Problems and tasks ▸
1) What three reduction operations does the passage on kernel fusion name?
2) Print the passage on kernel fusion from "Reductions (sum, max, mean)" up to and including "fused (with breakdown)".
3) Carry on the passage on kernel fusion from the point where it stops.
------ Passage shown ------
What can be fused? Elementwise operations are the easiest case — any chain of ops where each output element depends only on the corresponding input element. No reduction, no cross-element dependencies. GELU, ReLU, swish, sigmoid, bias-add, scale — all fusible into a single kernel.

Reductions (sum, max, mean) are harder — they require communication across elements. But you can fuse an elementwise op before a reduction in the same kernel (compute exp(x) and accumulate the sum in one pass). Fused softmax does exactly this: compute max(x), subtract, exp, accumulate sum — all in one kernel, with the row of x read exactly once from HBM.

Fusion traffic bar: unfused chain vs fused (with breakdown)

Set the number of chained elementwise ops and tensor size. Each bar shows HBM traffic per op for unfused vs total for fused. Hover a bar to see the exact MB.

Chained ops 5

Tensor size (M bf16 elements) 16

You have a chain: x₁ = gelu(x₀), x₂ = x₁ + bias, x₃ = x₂ × scale. How many HBM read+write round-trips does the unfused version make vs the fused version (each tensor is 8 MB bf16)?
------ Record extracts ------
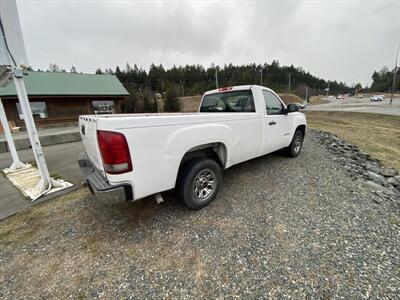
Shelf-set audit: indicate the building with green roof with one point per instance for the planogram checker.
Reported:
------
------ Record extracts ------
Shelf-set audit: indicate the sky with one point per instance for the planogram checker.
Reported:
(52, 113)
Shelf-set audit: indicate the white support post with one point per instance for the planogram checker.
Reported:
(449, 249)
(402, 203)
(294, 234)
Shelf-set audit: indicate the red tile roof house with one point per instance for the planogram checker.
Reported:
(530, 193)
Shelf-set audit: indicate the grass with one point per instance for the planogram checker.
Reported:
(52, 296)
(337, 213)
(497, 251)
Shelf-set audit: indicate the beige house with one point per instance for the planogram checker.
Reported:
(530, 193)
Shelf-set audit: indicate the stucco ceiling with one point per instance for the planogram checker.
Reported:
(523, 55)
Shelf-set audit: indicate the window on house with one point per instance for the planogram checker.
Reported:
------
------ Record extracts ------
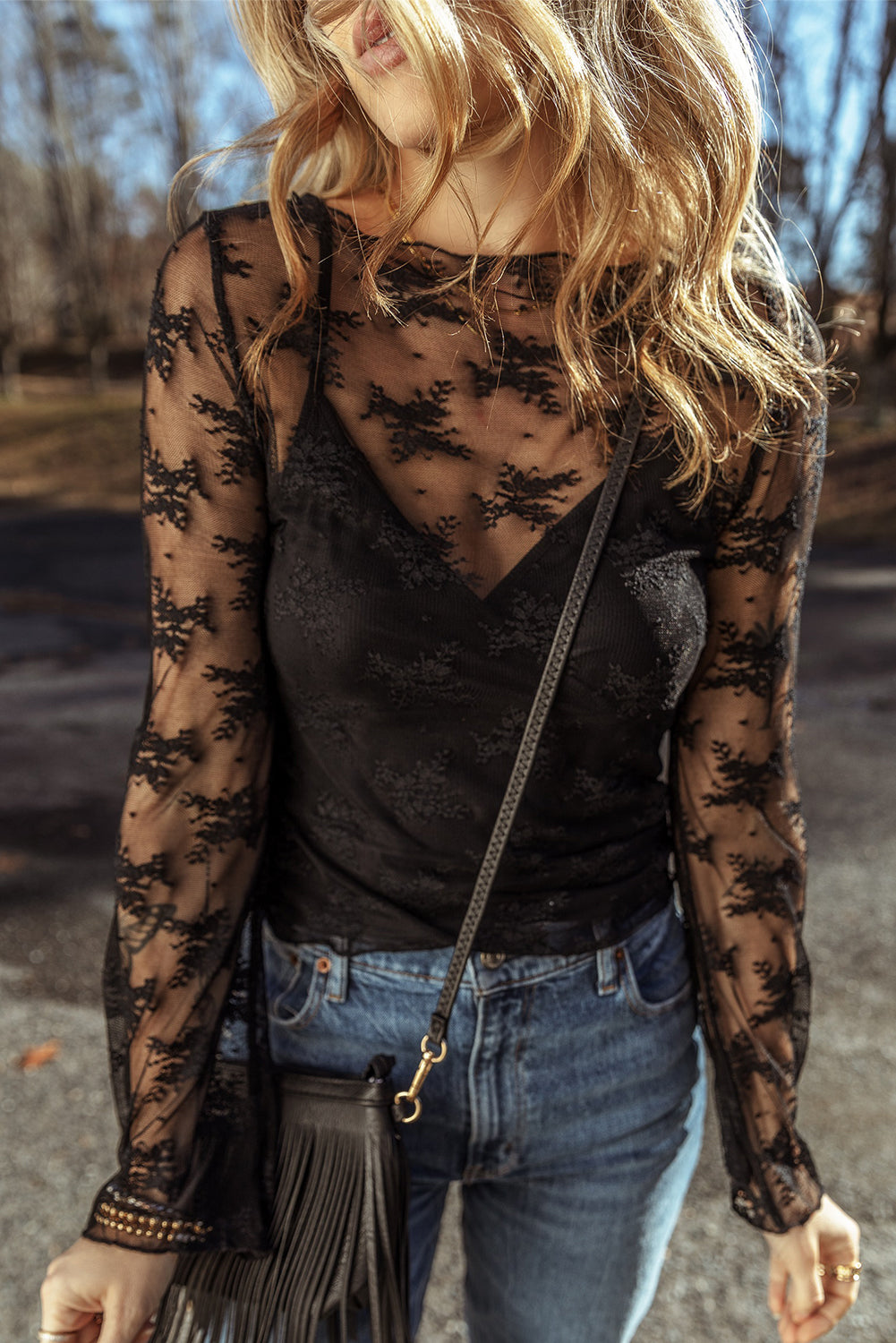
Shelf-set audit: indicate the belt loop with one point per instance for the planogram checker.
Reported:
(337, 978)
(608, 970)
------
Answers below ▸
1) Sum, max, and mean.

2)
Reductions (sum, max, mean) are harder — they require communication across elements. But you can fuse an elementwise op before a reduction in the same kernel (compute exp(x) and accumulate the sum in one pass). Fused softmax does exactly this: compute max(x), subtract, exp, accumulate sum — all in one kernel, with the row of x read exactly once from HBM.

Fusion traffic bar: unfused chain vs fused (with breakdown)

3)
Unfused: 3 trips (one per op). Fused: 1 trip. 3× improvement. Unfused: 4 trips. Fused: 2 trips. 2× improvement. Unfused: 6 round-trips (3 reads + 3 writes = 48 MB). Fused: 2 round-trips (1 read + 1 write = 16 MB). 3× HBM traffic reduction. Unfused: 9 trips (each op has 3 sub-ops). Fused: 1 trip.

Chapter 3: CUDA vs Triton vs torch.compile

To write a fused kernel, you have three options. They form a ladder of abstraction: CUDA at the bottom (maximum control, maximum boilerplate), Triton in the middle (near-CUDA performance, Python-level code), and torch.compile at the top (automatic fusion, zero kernel code, but less controllable).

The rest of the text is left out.